Put the listing below into a Markdown table with two columns, Row and Line, from the start of the listing to the line with "x=308, y=180", numbering each line and skipping blank ones. Leave the pictures out of the table.

- _Dataset content_:
====================

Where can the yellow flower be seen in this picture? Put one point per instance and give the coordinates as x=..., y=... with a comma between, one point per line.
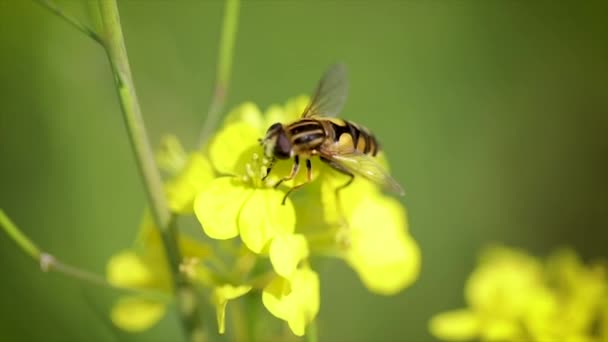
x=145, y=268
x=515, y=297
x=240, y=203
x=364, y=227
x=294, y=299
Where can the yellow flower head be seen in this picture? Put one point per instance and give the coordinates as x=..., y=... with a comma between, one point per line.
x=513, y=296
x=266, y=245
x=144, y=267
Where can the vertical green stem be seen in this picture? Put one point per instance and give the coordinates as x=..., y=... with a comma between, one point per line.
x=311, y=332
x=117, y=54
x=224, y=66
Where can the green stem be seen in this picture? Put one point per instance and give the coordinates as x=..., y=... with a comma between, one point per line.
x=20, y=239
x=224, y=66
x=311, y=332
x=117, y=55
x=48, y=263
x=51, y=6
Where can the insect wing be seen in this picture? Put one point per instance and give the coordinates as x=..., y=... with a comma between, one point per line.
x=330, y=96
x=369, y=168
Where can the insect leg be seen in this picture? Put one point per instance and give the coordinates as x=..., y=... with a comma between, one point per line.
x=294, y=171
x=338, y=167
x=268, y=169
x=308, y=180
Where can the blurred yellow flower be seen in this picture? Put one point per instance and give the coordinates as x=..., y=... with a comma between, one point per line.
x=145, y=267
x=364, y=227
x=513, y=296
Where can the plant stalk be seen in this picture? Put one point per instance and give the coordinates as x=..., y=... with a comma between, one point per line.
x=117, y=54
x=49, y=263
x=224, y=67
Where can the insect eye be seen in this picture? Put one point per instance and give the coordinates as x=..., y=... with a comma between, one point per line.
x=273, y=128
x=282, y=148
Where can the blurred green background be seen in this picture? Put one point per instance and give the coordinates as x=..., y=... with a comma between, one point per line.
x=494, y=116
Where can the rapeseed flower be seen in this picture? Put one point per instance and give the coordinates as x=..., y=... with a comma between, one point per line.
x=265, y=246
x=513, y=296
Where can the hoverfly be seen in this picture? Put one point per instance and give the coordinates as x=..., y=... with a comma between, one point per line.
x=345, y=146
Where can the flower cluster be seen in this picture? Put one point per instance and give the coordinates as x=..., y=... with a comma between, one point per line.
x=268, y=245
x=513, y=296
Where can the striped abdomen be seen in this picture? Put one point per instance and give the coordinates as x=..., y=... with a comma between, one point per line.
x=349, y=134
x=306, y=134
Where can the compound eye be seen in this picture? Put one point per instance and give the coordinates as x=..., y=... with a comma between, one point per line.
x=282, y=149
x=274, y=128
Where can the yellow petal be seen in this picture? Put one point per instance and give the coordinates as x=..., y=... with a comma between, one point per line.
x=504, y=283
x=136, y=314
x=263, y=217
x=457, y=325
x=129, y=270
x=182, y=189
x=385, y=257
x=217, y=207
x=229, y=146
x=295, y=301
x=221, y=296
x=286, y=252
x=248, y=113
x=191, y=248
x=336, y=209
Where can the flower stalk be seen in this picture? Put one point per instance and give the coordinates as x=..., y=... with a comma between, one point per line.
x=224, y=67
x=52, y=7
x=113, y=38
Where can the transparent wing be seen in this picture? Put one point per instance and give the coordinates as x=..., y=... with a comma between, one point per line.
x=368, y=167
x=331, y=93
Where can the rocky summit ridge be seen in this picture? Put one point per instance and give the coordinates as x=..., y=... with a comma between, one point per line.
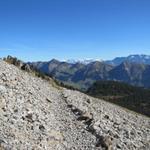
x=37, y=115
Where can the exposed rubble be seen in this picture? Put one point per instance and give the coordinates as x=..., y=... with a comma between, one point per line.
x=35, y=115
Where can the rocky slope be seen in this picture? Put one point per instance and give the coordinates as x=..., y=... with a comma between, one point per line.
x=35, y=114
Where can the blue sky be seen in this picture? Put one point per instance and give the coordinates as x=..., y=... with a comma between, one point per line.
x=65, y=29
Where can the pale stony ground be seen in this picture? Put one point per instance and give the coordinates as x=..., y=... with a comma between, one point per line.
x=35, y=115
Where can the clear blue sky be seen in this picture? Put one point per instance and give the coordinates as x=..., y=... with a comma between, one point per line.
x=79, y=29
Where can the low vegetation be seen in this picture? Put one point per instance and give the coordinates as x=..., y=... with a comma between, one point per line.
x=131, y=97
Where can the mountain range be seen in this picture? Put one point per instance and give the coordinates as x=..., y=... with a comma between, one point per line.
x=134, y=70
x=36, y=113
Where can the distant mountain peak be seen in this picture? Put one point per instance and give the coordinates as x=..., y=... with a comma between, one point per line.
x=82, y=61
x=136, y=58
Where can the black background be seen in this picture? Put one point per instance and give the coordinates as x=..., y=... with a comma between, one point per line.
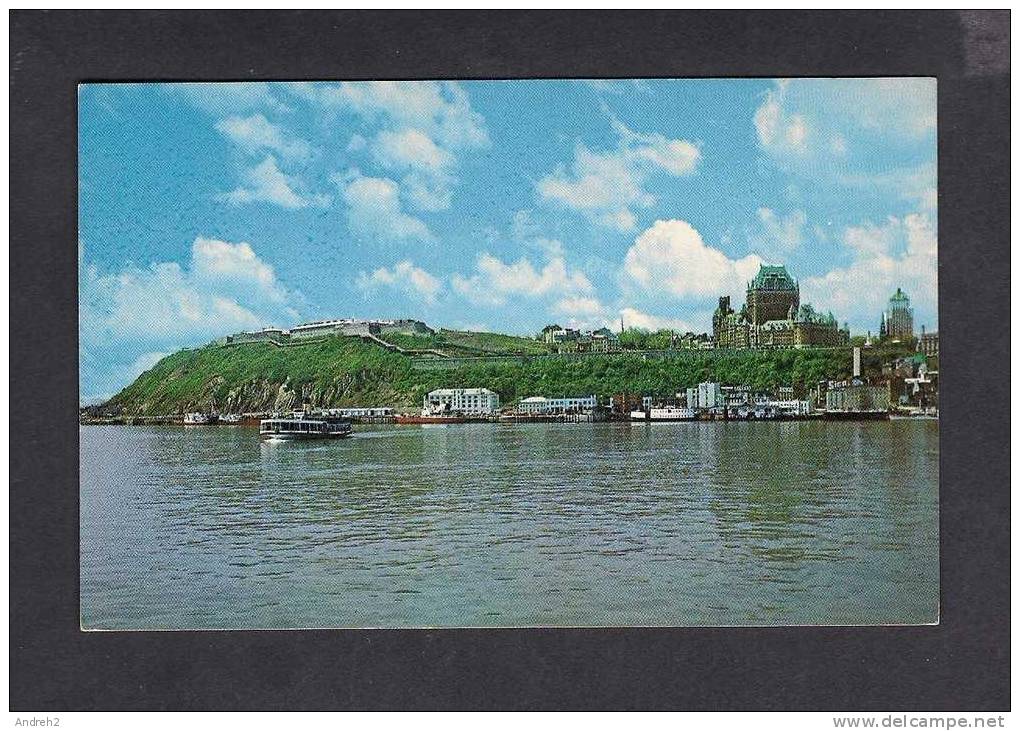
x=962, y=664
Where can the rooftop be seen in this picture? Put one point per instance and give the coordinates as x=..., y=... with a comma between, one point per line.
x=773, y=278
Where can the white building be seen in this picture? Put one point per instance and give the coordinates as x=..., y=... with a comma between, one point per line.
x=463, y=401
x=706, y=396
x=542, y=405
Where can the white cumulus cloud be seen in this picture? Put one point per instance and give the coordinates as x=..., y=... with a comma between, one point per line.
x=404, y=276
x=267, y=184
x=643, y=320
x=374, y=210
x=607, y=187
x=825, y=126
x=224, y=288
x=495, y=281
x=256, y=135
x=901, y=252
x=671, y=258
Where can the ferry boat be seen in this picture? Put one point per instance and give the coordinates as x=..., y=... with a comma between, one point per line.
x=671, y=413
x=303, y=426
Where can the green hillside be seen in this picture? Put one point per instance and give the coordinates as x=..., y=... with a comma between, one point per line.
x=347, y=371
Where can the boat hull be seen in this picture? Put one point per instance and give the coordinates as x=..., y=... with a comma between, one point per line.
x=303, y=436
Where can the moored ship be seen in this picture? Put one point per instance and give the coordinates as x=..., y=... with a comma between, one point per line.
x=303, y=426
x=671, y=413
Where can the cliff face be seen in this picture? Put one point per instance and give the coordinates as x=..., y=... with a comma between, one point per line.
x=261, y=376
x=347, y=371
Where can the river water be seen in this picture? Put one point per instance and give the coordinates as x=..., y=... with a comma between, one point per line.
x=456, y=525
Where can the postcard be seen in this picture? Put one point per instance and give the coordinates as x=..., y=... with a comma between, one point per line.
x=546, y=353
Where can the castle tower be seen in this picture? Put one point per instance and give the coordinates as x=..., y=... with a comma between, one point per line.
x=771, y=295
x=899, y=317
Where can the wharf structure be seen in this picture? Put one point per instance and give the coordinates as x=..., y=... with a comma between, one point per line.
x=542, y=405
x=773, y=316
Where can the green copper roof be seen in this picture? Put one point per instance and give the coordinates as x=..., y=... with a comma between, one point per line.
x=773, y=278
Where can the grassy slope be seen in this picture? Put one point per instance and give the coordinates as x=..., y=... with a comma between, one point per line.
x=345, y=371
x=459, y=343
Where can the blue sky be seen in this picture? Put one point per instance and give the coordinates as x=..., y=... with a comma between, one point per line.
x=209, y=208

====================

- _Output below_:
| Row | Line |
|---|---|
| 1 | Where can the yellow flower be seen in this picture? Put one point per instance and give the coordinates as x=..., y=... with a comma between, one point per line. |
| 2 | x=145, y=268 |
| 3 | x=515, y=297 |
| 4 | x=240, y=203 |
| 5 | x=364, y=227 |
| 6 | x=294, y=299 |
| 7 | Where can the yellow flower head be seen in this picture? Put one point per instance and give the coordinates as x=..., y=... with a comma between, one point per line. |
| 8 | x=513, y=296 |
| 9 | x=266, y=245 |
| 10 | x=144, y=267 |
| 11 | Where can the vertical green stem be seen in this picture? Put one point per instance and give the coordinates as x=..., y=... with a comma between, one point per line. |
| 12 | x=311, y=332 |
| 13 | x=117, y=54 |
| 14 | x=224, y=66 |
| 15 | Where can the green stem be seen in this picture? Put one point per instance and give the coordinates as x=..., y=... with a comma between, one point per line. |
| 16 | x=20, y=239 |
| 17 | x=224, y=66 |
| 18 | x=311, y=332 |
| 19 | x=117, y=55 |
| 20 | x=48, y=263 |
| 21 | x=51, y=6 |
| 22 | Where can the insect wing be seen in this picture? Put one point per instance and give the coordinates as x=..., y=... with a comma between, one point per line. |
| 23 | x=330, y=96 |
| 24 | x=369, y=168 |
| 25 | Where can the insect leg be seen in this picture? Put one point per instance and give the coordinates as x=..., y=... with a comma between, one point per line. |
| 26 | x=294, y=171 |
| 27 | x=338, y=167 |
| 28 | x=268, y=169 |
| 29 | x=308, y=180 |